**PROBLEM TO WORK ON**
From the items below, copy out unchanged the stretch from the line containing "Where in the photo above do you see the man in" through the line containing "[309,120,362,203]", including both of those lines.

**Excerpts of labeled region data**
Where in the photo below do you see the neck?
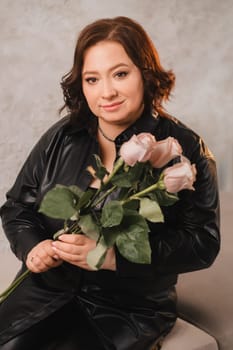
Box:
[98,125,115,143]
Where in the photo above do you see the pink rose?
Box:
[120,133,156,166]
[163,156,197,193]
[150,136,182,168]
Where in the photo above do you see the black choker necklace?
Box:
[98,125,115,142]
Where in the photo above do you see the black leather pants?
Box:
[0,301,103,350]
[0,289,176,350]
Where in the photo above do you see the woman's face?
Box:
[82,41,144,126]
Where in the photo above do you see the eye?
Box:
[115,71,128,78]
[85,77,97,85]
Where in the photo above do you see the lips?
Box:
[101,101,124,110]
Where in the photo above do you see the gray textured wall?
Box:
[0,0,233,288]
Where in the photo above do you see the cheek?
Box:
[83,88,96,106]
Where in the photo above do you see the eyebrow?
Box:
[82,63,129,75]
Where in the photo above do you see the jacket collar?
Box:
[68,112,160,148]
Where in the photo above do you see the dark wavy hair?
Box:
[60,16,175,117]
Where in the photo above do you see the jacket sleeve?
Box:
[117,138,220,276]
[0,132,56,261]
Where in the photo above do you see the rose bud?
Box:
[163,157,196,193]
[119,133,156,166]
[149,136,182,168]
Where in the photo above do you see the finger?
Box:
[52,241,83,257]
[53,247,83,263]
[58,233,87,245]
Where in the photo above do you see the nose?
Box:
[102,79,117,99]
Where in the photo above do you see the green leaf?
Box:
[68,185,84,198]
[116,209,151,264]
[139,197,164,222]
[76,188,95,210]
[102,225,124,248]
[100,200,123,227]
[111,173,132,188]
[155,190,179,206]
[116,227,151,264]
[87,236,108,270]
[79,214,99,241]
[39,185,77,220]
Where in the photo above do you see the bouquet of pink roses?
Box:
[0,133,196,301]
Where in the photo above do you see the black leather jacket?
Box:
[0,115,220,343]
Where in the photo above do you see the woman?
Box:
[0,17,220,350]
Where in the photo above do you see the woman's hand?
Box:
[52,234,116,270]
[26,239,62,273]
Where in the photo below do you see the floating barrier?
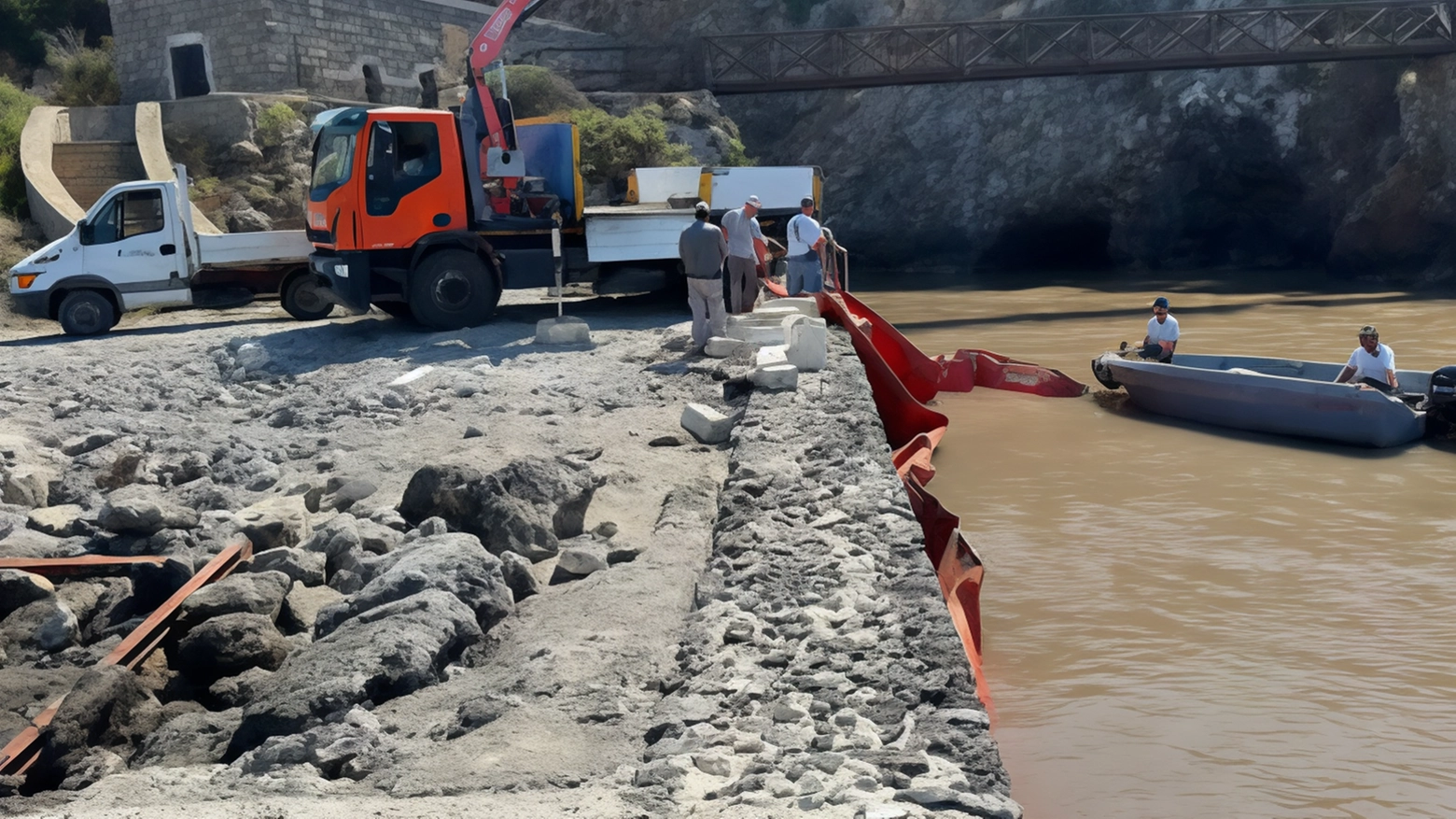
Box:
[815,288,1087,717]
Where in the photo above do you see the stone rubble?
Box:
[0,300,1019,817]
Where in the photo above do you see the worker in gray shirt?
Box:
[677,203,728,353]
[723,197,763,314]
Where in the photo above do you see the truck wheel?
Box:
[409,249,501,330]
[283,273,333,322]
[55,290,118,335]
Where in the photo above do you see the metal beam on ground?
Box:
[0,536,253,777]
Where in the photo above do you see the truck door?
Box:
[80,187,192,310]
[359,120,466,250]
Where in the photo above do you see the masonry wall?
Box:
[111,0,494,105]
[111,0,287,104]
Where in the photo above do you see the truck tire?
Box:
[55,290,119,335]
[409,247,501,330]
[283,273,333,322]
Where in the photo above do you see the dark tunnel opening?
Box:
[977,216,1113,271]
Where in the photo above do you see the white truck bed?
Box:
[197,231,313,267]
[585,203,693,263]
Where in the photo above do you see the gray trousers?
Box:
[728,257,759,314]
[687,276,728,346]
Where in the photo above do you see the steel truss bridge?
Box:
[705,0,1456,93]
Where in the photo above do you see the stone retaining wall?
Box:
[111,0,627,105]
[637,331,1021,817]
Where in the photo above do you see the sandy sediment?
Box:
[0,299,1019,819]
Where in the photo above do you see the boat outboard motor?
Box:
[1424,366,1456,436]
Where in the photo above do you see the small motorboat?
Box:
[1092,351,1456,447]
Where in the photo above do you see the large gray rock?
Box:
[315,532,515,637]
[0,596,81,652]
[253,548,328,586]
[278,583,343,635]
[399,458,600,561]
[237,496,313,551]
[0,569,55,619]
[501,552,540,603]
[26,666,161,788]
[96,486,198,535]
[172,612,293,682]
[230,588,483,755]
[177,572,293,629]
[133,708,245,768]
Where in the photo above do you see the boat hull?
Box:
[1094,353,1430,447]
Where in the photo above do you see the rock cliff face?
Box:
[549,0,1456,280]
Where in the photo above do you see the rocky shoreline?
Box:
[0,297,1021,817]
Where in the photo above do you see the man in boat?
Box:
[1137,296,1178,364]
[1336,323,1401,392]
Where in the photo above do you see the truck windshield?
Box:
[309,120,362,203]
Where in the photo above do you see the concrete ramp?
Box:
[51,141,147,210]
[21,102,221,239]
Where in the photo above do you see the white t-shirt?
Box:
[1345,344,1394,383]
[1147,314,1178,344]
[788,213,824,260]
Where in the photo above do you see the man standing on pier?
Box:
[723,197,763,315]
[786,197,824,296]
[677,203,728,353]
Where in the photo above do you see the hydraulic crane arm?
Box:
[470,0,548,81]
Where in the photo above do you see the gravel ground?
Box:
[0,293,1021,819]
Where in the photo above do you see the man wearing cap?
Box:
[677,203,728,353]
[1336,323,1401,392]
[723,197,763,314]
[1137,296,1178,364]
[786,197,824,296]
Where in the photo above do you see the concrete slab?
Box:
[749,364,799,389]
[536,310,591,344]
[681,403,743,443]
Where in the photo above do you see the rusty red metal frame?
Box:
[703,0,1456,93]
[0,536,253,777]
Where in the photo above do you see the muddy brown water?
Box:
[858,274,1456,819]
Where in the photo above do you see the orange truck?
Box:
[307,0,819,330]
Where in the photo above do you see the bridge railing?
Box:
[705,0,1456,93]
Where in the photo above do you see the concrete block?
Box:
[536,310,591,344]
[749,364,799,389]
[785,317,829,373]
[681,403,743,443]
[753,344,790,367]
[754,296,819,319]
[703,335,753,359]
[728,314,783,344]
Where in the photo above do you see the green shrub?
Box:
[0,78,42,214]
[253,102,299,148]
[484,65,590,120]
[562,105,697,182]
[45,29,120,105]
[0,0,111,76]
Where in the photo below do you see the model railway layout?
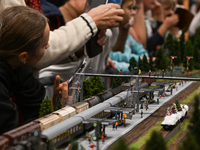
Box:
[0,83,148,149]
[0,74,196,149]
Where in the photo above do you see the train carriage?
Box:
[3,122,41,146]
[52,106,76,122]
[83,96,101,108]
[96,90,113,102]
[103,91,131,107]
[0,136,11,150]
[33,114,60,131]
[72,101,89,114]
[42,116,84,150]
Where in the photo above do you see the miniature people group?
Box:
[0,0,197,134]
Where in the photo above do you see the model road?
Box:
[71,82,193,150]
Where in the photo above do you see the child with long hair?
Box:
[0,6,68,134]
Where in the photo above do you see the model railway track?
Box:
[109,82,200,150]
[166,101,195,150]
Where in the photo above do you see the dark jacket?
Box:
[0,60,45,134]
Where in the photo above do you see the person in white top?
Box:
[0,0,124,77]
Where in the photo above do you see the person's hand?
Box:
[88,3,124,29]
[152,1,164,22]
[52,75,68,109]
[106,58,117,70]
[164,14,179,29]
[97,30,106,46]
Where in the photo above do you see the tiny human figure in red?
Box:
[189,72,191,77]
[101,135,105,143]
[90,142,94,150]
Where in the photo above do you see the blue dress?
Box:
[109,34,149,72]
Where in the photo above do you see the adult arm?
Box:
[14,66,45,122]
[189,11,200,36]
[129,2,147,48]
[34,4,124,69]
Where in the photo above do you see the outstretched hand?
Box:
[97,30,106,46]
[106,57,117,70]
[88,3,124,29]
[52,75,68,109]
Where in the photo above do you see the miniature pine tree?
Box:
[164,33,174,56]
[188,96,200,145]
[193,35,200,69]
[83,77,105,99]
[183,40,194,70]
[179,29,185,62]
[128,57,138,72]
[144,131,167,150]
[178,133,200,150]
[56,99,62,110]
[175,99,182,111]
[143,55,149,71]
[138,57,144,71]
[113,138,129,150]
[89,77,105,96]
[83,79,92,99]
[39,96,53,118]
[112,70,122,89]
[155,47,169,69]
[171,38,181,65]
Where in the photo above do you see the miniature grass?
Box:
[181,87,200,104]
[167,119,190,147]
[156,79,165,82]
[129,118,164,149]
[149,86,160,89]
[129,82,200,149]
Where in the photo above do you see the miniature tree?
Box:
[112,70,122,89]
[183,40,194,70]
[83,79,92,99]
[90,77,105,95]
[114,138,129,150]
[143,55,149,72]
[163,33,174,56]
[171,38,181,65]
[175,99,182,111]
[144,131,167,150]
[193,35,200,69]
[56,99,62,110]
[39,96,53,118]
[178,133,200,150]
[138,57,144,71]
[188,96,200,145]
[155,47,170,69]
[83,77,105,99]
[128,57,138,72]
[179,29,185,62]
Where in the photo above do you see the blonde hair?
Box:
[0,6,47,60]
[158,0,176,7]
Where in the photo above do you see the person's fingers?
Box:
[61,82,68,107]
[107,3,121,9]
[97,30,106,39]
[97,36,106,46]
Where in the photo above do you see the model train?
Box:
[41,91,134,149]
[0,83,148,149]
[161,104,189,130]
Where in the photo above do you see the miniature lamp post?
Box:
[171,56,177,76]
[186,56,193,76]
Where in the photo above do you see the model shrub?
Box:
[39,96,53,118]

...

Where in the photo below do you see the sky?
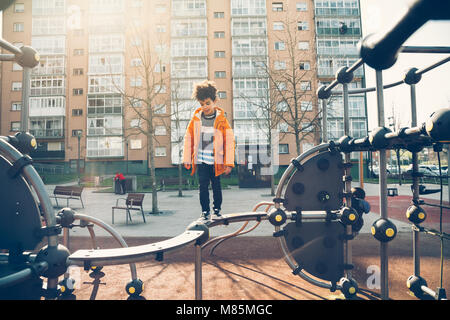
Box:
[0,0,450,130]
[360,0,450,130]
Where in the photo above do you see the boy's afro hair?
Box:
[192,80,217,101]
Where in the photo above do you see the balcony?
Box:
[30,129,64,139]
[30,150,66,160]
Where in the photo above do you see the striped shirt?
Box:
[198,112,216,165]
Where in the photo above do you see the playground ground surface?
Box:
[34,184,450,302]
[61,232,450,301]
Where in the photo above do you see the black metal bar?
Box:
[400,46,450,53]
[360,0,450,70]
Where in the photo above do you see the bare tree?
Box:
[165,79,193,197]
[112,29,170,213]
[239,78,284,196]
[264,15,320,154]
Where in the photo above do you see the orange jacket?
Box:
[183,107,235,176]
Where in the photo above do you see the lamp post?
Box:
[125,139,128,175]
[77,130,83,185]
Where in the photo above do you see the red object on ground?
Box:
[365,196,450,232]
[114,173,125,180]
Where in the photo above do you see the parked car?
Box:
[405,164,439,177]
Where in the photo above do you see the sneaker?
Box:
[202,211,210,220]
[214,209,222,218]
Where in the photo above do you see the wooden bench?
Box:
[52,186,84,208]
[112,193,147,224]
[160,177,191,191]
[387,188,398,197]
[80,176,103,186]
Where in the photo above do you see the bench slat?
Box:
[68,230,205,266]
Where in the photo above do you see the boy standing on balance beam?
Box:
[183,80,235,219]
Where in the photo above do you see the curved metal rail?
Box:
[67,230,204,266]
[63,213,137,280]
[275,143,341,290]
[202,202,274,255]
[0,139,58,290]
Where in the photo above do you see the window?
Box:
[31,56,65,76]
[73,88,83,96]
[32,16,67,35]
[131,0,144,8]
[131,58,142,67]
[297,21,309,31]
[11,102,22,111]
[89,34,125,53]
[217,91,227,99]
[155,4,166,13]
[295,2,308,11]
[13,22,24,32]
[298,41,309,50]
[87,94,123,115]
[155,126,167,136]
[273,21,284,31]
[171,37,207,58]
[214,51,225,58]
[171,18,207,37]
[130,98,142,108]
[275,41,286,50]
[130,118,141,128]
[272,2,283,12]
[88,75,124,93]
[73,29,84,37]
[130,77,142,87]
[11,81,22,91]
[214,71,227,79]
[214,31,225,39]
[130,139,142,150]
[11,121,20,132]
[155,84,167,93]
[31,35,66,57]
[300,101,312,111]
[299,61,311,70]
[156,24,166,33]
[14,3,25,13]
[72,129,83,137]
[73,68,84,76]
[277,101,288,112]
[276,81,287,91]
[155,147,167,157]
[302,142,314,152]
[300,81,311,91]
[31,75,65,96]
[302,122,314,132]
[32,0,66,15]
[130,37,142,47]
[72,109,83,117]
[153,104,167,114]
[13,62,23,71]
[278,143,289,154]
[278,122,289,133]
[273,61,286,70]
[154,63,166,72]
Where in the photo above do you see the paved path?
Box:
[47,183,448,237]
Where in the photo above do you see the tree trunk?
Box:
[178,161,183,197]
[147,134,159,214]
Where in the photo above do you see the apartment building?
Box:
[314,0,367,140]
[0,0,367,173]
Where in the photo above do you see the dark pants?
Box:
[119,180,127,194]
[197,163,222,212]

...

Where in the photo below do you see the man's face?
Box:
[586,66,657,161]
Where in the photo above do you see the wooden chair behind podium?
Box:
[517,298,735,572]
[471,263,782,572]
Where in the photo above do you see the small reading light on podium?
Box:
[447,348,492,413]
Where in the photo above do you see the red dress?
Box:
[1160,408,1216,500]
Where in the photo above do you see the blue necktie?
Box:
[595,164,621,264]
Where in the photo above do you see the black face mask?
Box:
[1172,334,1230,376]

**ANSWER TO THE PROBLEM**
Where in the photo above do you see the man in boat?
Box:
[1137,296,1178,364]
[1336,323,1401,392]
Where in the photo above do you see the truck windshield?
Box:
[309,120,362,203]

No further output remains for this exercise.